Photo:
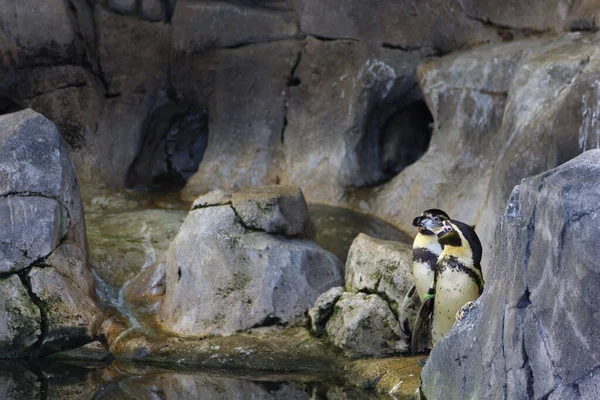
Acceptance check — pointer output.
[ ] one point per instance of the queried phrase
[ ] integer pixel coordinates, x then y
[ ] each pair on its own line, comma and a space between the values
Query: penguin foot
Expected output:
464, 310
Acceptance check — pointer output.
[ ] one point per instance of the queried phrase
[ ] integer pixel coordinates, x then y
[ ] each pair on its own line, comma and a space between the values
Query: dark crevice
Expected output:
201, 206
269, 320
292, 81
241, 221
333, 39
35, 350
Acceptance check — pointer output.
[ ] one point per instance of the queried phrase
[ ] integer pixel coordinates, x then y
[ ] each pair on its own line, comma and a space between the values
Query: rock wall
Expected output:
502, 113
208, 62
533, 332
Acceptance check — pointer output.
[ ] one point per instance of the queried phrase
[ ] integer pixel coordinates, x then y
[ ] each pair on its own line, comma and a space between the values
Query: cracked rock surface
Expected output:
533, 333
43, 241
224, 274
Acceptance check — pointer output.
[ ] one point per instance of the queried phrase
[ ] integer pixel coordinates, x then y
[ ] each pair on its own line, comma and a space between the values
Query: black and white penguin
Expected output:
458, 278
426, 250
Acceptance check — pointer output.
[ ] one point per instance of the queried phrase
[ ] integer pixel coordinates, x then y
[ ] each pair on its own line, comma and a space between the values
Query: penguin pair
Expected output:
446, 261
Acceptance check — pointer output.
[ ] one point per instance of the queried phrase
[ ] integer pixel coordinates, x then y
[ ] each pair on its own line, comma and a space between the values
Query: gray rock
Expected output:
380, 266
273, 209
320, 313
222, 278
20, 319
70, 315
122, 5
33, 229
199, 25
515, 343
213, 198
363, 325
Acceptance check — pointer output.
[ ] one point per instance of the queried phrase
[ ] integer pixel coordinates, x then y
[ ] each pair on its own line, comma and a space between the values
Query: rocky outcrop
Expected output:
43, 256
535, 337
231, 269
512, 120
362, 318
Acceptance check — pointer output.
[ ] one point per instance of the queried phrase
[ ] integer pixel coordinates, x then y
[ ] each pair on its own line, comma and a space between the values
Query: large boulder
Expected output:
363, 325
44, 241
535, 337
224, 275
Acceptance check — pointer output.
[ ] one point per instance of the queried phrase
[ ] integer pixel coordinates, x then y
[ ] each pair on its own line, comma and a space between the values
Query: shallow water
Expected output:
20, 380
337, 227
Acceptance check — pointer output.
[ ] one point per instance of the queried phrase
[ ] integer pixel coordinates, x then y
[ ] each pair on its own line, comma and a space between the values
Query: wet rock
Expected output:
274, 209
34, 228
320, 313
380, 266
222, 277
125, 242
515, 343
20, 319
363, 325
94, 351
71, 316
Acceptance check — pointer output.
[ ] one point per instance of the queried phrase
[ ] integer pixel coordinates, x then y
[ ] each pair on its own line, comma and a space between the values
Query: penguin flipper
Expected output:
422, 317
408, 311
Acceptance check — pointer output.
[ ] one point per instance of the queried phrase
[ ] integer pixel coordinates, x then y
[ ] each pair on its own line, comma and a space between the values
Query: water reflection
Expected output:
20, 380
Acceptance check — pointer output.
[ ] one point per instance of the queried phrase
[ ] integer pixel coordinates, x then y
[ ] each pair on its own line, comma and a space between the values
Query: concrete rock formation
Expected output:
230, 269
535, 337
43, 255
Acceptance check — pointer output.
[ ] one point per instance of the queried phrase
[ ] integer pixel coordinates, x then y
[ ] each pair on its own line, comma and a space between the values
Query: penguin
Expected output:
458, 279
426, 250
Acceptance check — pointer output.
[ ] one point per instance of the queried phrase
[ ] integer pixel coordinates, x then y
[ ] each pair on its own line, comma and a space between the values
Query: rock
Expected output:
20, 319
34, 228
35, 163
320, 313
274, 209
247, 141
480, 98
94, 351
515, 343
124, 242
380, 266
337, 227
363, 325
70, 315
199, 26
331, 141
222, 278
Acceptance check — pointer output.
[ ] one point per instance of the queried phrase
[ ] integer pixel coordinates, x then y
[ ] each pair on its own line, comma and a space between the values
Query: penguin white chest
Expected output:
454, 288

◆ ◆ ◆ ◆ ◆ ◆ ◆

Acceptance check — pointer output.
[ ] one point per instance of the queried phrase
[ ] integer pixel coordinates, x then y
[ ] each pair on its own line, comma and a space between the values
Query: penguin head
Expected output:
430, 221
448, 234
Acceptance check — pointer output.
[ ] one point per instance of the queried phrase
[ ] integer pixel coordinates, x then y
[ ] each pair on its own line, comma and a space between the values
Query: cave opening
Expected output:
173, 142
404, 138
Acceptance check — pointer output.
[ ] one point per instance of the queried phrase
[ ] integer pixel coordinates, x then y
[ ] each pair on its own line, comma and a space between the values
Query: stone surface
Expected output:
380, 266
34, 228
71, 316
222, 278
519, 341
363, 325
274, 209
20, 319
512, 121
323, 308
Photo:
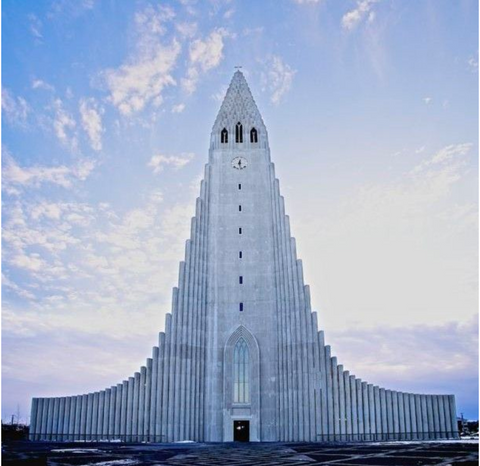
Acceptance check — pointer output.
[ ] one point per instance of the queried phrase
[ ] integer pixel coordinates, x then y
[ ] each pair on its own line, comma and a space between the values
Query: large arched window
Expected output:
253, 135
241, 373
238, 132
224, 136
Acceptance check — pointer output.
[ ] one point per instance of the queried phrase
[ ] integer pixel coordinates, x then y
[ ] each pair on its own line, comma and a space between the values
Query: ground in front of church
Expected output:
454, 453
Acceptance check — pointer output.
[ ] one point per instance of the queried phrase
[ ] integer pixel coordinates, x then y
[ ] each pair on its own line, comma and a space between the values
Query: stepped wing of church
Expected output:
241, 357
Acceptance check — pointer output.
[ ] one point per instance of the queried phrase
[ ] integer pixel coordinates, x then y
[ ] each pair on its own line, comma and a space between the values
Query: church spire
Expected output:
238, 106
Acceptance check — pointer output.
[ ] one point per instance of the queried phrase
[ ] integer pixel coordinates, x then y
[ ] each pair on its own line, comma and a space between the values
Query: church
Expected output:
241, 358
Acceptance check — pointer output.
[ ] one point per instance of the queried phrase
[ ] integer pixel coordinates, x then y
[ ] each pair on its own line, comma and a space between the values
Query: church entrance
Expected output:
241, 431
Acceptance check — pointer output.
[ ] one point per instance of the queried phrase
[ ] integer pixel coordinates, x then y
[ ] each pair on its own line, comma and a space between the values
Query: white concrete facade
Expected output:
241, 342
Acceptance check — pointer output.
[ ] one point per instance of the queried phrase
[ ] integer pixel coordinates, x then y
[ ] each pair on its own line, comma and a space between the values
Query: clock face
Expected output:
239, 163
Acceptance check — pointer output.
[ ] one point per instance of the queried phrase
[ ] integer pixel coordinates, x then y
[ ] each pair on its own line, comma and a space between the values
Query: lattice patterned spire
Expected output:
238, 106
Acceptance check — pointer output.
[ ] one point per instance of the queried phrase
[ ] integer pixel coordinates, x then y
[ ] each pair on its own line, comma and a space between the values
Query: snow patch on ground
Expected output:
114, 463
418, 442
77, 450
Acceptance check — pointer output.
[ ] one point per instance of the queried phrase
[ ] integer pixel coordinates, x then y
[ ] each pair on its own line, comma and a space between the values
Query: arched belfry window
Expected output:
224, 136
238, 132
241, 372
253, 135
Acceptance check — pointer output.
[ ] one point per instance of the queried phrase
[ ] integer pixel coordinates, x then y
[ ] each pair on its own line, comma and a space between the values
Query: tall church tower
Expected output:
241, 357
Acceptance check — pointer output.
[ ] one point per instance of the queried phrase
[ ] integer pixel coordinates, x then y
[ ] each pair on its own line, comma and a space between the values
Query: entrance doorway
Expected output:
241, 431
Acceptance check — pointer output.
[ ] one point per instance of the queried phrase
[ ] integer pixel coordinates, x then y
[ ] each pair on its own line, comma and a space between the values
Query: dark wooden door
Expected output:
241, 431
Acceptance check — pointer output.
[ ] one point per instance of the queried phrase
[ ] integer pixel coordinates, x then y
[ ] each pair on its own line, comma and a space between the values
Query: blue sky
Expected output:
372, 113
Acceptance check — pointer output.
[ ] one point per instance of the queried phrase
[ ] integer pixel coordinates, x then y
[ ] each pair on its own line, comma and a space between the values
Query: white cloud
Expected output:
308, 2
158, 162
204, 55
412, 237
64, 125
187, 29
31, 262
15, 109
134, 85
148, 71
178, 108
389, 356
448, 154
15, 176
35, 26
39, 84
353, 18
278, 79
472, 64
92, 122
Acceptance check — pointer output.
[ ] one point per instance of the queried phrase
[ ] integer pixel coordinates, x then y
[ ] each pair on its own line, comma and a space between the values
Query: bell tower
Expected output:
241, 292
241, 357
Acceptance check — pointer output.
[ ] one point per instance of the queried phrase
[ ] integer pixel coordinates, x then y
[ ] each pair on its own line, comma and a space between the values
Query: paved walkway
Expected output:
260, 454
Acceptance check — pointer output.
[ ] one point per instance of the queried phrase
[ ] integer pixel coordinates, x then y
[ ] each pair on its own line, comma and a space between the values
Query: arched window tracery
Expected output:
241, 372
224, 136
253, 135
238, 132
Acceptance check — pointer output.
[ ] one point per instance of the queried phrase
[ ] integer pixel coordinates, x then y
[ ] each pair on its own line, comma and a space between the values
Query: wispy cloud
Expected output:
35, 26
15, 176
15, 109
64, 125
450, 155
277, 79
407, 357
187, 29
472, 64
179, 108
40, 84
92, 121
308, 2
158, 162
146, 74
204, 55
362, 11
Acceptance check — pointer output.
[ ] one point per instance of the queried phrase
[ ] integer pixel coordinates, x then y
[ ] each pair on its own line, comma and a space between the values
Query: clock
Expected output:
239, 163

◆ ◆ ◆ ◆ ◆ ◆ ◆

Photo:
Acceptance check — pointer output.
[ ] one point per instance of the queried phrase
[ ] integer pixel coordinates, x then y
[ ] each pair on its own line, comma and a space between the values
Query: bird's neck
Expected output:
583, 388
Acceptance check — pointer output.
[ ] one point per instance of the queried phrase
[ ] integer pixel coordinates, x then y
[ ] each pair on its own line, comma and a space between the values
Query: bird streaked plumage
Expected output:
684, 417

◆ ◆ ◆ ◆ ◆ ◆ ◆

== TASK REQUIREMENTS ==
Identify every line in the records above that contains the word "cloud" and copy each one out in full. Case counts.

== THE COMPLETED TASK ==
Query: white cloud
Query: wispy cloud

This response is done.